▶ _TASK INSTRUCTIONS_: Copy the entries below word for word, starting at the first line and ending at the line that contains "442], [216, 470]]".

▶ _RECORDS FOR THE TASK_:
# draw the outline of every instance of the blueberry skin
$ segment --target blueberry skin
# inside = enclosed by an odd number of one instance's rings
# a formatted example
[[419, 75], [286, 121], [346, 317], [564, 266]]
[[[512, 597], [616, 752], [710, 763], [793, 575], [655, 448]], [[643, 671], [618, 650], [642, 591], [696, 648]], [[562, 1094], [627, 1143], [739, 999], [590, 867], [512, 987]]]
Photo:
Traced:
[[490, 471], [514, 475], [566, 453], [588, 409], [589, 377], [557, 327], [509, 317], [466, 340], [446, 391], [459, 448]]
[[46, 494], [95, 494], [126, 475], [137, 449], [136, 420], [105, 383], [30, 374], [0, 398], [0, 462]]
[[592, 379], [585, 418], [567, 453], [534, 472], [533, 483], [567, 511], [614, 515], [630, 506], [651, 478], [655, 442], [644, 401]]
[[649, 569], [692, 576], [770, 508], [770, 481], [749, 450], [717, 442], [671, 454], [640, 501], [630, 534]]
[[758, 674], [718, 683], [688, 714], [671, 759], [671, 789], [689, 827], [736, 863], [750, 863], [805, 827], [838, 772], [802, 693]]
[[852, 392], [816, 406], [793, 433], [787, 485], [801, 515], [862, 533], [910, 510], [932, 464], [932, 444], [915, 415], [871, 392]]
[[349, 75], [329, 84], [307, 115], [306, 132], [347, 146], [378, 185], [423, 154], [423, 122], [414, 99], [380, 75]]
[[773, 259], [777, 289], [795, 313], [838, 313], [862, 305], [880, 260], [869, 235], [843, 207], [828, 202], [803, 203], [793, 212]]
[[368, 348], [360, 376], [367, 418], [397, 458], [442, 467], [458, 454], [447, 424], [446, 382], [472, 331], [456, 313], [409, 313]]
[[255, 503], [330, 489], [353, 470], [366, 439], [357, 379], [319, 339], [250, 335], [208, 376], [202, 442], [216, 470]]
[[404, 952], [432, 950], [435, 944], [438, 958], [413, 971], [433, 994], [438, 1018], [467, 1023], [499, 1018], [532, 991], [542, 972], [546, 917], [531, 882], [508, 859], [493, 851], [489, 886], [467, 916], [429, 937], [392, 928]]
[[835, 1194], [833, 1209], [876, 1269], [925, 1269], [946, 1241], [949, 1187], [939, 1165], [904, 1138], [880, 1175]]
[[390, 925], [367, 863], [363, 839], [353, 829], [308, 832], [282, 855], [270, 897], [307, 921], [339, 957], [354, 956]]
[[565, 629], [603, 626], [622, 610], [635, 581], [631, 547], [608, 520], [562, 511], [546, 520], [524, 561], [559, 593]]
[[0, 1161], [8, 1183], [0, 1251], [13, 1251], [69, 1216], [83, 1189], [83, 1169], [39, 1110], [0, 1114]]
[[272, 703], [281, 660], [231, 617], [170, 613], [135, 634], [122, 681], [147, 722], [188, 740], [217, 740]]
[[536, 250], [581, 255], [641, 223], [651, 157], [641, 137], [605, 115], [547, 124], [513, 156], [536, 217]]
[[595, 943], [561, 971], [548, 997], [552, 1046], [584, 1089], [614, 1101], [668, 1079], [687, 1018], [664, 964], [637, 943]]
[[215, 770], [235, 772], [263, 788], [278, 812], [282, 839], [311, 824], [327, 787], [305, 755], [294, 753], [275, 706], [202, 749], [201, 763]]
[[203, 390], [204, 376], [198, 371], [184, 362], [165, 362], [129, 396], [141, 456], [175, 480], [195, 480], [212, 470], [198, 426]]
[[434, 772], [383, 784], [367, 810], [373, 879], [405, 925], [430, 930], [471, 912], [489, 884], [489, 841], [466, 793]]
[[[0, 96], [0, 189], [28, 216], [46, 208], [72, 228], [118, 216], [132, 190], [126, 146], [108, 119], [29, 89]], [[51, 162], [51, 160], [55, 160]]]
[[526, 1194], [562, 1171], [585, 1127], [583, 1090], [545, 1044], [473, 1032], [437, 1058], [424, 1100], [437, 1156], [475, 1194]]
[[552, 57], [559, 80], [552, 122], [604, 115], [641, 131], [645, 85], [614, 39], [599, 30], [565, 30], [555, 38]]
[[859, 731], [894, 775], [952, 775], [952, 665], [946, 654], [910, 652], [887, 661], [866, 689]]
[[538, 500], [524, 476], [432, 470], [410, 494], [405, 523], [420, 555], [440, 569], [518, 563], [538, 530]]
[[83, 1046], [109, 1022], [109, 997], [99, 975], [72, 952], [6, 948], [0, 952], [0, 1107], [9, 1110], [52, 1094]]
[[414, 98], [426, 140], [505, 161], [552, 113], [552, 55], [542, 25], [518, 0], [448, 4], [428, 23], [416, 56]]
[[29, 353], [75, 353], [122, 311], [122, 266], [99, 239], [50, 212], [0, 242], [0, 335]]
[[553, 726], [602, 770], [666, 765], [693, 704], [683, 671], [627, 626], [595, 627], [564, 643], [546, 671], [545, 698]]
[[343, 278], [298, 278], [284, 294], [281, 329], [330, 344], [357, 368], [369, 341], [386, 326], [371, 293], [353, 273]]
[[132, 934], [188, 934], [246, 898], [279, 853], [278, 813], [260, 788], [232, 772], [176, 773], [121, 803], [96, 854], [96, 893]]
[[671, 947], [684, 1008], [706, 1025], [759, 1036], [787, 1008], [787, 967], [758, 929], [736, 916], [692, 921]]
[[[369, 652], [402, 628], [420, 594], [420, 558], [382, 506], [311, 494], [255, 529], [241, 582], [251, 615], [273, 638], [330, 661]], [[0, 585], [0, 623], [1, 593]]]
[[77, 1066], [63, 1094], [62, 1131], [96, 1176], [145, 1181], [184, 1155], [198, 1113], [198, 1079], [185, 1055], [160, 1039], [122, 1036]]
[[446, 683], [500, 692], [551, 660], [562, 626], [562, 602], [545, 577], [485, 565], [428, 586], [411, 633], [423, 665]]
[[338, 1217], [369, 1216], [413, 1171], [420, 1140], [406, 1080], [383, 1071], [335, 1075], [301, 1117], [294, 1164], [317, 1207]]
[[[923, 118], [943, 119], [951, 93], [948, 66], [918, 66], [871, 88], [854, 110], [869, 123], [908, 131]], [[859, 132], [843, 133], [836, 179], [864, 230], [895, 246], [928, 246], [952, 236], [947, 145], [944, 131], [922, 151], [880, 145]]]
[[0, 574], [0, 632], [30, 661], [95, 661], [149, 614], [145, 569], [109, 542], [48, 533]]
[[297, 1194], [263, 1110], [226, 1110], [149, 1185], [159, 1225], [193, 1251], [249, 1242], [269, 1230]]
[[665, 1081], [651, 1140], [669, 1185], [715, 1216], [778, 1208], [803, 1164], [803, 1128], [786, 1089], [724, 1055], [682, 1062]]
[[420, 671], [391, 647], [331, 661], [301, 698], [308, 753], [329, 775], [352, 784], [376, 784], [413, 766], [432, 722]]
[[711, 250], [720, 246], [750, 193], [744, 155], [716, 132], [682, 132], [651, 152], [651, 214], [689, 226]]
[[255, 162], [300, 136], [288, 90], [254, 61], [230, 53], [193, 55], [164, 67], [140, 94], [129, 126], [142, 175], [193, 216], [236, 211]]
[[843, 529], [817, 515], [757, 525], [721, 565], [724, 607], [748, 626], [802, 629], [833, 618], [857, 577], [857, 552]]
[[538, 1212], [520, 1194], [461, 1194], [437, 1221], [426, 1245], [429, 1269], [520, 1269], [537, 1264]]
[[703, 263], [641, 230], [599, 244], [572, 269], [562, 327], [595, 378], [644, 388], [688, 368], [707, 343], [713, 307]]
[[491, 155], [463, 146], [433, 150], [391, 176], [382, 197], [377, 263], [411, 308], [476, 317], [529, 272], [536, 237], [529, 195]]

▶ _PROBLEM SOLUTION_:
# draw the outline of every instance of the blueberry skin
$ segment --target blueberry skin
# inside = enclosed by an odd number of one instance's rings
# a formatted example
[[419, 75], [286, 121], [346, 317], [564, 266]]
[[[512, 597], [616, 752], [710, 763], [793, 575], [655, 448]], [[643, 671], [618, 650], [642, 591], [696, 648]], [[562, 1094], [627, 1143], [739, 999], [590, 867], [512, 987]]]
Photo:
Traced:
[[490, 471], [514, 475], [566, 453], [588, 409], [589, 377], [557, 327], [509, 317], [466, 340], [446, 391], [459, 448]]
[[46, 494], [95, 494], [126, 475], [137, 449], [136, 420], [105, 383], [30, 374], [0, 398], [0, 462]]
[[592, 379], [585, 418], [567, 453], [534, 472], [533, 483], [567, 511], [614, 515], [630, 506], [651, 478], [655, 442], [644, 401]]
[[649, 569], [692, 576], [770, 508], [770, 481], [749, 450], [717, 442], [671, 454], [640, 501], [630, 534]]
[[758, 674], [718, 683], [688, 714], [671, 759], [671, 789], [689, 827], [736, 863], [750, 863], [805, 827], [838, 772], [802, 693]]
[[852, 392], [816, 406], [793, 433], [787, 485], [801, 515], [862, 533], [910, 510], [932, 464], [932, 444], [915, 415], [871, 392]]
[[349, 75], [329, 84], [307, 115], [306, 132], [347, 146], [378, 185], [423, 154], [423, 122], [414, 99], [380, 75]]
[[773, 259], [777, 289], [795, 313], [838, 313], [862, 305], [880, 260], [869, 235], [843, 207], [828, 202], [803, 203], [793, 212]]
[[368, 348], [360, 376], [367, 418], [397, 458], [442, 467], [458, 454], [447, 424], [446, 382], [472, 331], [456, 313], [409, 313]]
[[255, 503], [330, 489], [353, 470], [366, 439], [357, 379], [319, 339], [250, 335], [208, 376], [202, 442], [216, 470]]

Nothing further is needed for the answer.